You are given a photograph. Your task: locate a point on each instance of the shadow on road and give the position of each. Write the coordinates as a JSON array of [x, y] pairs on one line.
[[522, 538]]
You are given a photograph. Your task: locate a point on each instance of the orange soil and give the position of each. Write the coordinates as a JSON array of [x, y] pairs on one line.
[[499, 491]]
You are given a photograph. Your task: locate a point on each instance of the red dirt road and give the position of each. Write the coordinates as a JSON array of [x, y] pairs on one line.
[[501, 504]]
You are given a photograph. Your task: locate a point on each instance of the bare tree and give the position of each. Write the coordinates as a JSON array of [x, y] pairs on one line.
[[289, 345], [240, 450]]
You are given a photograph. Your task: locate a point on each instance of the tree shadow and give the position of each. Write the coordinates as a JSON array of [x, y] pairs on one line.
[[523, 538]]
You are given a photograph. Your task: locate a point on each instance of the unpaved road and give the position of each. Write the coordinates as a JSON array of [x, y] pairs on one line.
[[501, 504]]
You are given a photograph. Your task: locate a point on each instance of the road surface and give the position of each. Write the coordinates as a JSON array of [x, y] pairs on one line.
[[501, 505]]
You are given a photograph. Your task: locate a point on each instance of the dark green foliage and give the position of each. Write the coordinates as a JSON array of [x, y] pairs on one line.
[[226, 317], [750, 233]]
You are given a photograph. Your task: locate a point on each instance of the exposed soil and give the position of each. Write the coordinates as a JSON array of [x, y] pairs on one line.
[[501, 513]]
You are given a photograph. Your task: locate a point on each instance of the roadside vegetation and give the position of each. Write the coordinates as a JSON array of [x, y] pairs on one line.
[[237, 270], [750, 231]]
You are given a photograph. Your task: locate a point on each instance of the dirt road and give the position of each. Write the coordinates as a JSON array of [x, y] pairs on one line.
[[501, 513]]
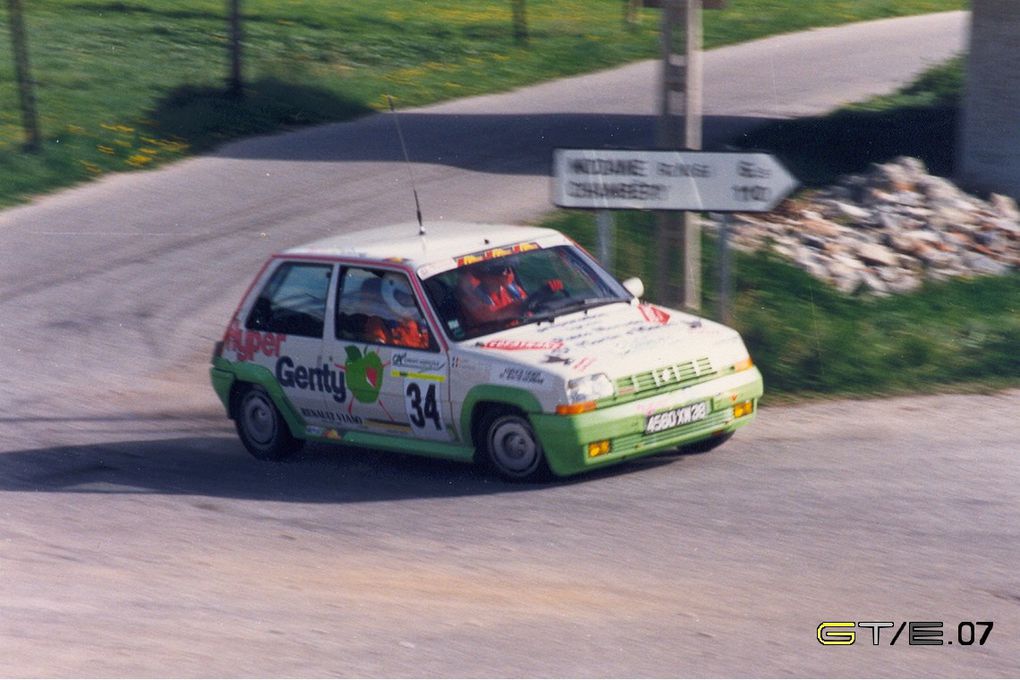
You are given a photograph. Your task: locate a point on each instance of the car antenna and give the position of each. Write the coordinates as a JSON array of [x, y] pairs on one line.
[[410, 170]]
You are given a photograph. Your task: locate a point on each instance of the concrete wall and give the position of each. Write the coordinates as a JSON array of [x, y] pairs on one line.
[[988, 156]]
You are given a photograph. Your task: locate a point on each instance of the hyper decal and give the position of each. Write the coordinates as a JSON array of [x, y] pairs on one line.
[[249, 343]]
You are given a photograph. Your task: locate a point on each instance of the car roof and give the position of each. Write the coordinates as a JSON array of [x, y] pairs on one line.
[[442, 243]]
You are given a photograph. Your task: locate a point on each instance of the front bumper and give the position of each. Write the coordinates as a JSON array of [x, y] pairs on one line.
[[566, 438]]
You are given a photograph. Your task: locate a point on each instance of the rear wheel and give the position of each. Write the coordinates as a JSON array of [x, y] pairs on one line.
[[261, 426], [512, 450]]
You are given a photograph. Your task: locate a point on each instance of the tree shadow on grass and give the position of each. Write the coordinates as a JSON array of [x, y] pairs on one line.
[[818, 150], [205, 116]]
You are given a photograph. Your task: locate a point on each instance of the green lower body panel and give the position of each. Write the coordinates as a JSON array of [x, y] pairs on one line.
[[579, 442]]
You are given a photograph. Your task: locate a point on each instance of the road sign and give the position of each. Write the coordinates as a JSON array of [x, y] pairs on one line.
[[717, 181]]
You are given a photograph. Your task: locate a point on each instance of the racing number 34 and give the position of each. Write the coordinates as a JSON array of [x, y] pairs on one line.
[[422, 408]]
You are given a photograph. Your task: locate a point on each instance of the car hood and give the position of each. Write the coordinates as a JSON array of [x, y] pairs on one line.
[[617, 340]]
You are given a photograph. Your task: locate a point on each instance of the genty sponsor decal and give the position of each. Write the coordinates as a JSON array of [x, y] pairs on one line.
[[364, 374], [250, 343], [361, 374], [315, 378]]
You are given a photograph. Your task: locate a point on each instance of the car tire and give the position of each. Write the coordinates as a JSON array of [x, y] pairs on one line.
[[261, 426], [512, 450]]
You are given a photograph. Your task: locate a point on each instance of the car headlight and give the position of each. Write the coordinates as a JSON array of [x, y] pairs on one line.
[[590, 388]]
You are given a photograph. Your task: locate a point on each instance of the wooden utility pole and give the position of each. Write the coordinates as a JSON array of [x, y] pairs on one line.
[[681, 93], [235, 83], [19, 43]]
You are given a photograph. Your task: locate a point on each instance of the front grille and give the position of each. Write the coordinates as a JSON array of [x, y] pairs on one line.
[[667, 377]]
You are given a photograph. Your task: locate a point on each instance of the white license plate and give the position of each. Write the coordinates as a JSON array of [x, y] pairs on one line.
[[676, 417]]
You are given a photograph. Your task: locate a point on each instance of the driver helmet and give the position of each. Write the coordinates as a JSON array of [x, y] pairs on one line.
[[496, 274], [398, 297]]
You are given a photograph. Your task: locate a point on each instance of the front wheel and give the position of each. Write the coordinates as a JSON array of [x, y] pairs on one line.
[[512, 450], [262, 428]]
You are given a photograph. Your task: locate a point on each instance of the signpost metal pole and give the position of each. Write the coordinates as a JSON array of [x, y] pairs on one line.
[[604, 222], [693, 142], [672, 83], [725, 277], [681, 74]]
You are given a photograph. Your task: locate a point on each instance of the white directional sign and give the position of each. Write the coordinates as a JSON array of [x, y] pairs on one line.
[[613, 178]]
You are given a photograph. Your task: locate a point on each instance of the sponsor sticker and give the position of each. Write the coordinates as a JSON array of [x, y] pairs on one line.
[[521, 346]]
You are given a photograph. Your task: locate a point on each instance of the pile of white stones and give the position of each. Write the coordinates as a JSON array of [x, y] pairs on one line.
[[888, 229]]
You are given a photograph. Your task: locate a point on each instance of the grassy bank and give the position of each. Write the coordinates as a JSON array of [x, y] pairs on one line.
[[808, 337], [132, 84]]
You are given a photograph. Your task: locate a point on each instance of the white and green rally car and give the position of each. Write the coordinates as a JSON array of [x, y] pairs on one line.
[[508, 345]]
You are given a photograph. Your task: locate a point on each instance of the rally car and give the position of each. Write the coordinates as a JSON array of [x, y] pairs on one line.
[[505, 345]]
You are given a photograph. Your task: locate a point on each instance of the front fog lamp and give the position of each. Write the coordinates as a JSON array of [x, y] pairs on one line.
[[590, 388]]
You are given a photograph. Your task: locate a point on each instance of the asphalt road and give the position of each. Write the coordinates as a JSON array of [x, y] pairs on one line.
[[137, 538]]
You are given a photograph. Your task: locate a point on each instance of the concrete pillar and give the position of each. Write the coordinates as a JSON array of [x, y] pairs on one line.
[[988, 154]]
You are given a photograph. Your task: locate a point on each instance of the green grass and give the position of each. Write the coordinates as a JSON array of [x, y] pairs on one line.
[[133, 84], [806, 336], [919, 120]]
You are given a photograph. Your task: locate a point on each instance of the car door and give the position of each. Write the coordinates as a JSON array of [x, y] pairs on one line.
[[283, 332], [396, 373]]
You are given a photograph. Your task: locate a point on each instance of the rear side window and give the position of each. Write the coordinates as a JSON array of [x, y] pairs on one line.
[[293, 302]]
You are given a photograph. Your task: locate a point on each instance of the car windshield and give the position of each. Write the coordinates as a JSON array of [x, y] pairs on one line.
[[529, 286]]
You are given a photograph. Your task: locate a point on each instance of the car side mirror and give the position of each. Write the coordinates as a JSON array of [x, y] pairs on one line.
[[634, 286]]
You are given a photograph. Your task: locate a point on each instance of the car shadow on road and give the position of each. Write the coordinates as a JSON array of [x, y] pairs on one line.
[[218, 467], [510, 144]]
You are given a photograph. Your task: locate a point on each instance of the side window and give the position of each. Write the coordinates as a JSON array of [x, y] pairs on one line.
[[293, 302], [378, 307]]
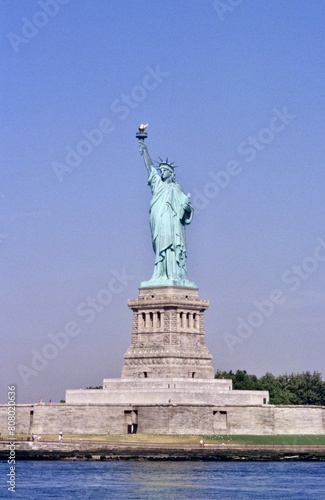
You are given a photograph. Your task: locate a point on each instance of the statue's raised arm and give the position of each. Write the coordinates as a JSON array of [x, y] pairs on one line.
[[146, 157]]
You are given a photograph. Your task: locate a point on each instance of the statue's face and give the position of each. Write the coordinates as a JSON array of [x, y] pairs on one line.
[[165, 173]]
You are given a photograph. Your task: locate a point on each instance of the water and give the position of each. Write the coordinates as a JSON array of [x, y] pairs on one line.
[[159, 480]]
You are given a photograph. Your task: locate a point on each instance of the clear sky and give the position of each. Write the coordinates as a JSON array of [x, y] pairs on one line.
[[233, 92]]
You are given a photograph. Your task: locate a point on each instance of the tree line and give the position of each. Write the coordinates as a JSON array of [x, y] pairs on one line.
[[289, 389]]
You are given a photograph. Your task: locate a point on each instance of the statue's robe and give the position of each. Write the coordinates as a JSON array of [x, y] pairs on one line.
[[170, 211]]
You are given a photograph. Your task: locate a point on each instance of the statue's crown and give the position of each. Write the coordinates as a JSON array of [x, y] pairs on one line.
[[166, 164]]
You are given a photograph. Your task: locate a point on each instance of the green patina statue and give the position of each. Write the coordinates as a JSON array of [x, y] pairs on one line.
[[170, 211]]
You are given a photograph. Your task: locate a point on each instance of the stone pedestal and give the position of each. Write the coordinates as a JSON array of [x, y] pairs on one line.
[[168, 337]]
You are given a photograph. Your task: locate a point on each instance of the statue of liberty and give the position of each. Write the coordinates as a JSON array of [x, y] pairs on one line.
[[170, 211]]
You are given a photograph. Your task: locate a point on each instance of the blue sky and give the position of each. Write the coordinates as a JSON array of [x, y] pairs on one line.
[[233, 93]]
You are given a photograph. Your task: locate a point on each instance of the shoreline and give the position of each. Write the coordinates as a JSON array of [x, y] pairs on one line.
[[101, 451]]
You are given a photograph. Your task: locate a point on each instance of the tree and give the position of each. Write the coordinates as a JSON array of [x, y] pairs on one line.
[[294, 389]]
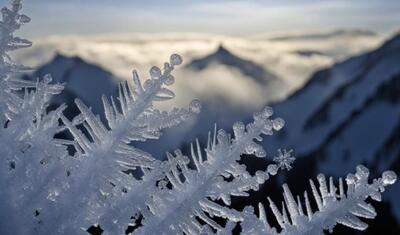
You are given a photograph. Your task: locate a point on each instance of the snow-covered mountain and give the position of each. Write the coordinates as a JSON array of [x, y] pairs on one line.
[[82, 80], [225, 57], [347, 115]]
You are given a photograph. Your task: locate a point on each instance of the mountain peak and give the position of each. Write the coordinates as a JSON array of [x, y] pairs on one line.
[[224, 57]]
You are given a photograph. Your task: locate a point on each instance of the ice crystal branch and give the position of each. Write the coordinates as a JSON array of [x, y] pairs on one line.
[[343, 207], [191, 199], [46, 188]]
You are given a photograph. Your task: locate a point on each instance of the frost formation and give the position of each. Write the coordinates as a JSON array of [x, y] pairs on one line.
[[47, 188]]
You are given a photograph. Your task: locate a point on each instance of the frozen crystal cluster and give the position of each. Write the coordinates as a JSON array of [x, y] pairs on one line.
[[52, 185]]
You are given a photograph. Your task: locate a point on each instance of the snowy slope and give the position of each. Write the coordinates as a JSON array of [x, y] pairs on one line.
[[82, 80], [225, 57], [349, 115], [331, 95]]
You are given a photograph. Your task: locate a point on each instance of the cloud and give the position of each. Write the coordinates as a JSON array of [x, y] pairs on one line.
[[122, 53]]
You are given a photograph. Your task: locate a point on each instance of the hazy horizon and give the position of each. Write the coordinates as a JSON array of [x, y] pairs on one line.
[[237, 18]]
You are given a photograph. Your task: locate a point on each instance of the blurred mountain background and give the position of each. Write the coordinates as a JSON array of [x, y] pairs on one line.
[[337, 89]]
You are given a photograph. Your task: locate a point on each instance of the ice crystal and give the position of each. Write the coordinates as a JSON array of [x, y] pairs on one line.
[[284, 160], [99, 177]]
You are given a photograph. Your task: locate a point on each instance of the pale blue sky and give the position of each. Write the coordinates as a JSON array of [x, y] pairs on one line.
[[235, 17]]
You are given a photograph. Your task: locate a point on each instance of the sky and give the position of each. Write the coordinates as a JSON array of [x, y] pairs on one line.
[[233, 17]]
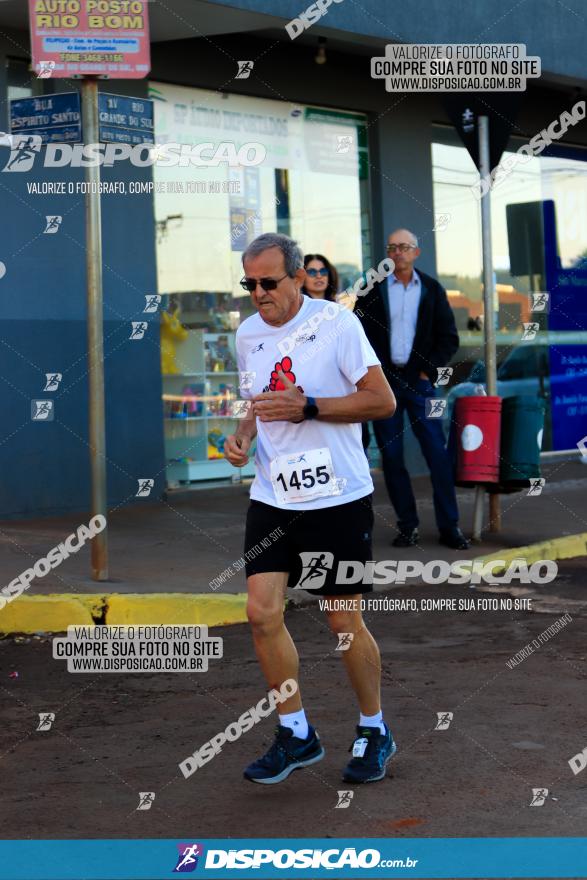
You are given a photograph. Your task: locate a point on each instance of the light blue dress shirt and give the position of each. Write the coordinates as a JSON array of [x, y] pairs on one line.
[[403, 314]]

▶ _WRITTEN TASK_: Please put the records above, from the start of the records through the line containing "[[523, 538]]", into a two-column CSV with the headers instruction and coordinates. Give one row for each instruction and its coordinates, with each value in its own quoted field and any line breaks replaced by spaces.

▶ _OUTPUT FOR THIS TASK_:
instruction,coordinates
"You are given a photograph. Your task: locate a point on each instance of the shadow on road and give the position of each. Write the coordinates as a JSON array of [x, y] pairs on one line.","[[522, 538]]"
"You are given a photograph. Your task: locate a point on each instance of the orange soil and give the position of each. Write the coordinates as a JSON array of [x, y] pairs on one line.","[[499, 491]]"
"You are given a photograph. Your task: locate a point on each instance of the red dirt road and give the position of each. Write the coordinates as a JSON array of [x, y] pairs on one line.","[[501, 504]]"
"You are given a photograph. Your task: locate a point on each instance of the bare tree and give the position of each. Write the coordinates as a JSON array of [x, y] pairs on one line.","[[289, 345], [240, 450]]"
"You are given a photograph. Your task: locate a point on each instance of the tree shadow and give the position of each. Write the coordinates as a JSON array of [x, y] pairs on one line.","[[523, 538]]"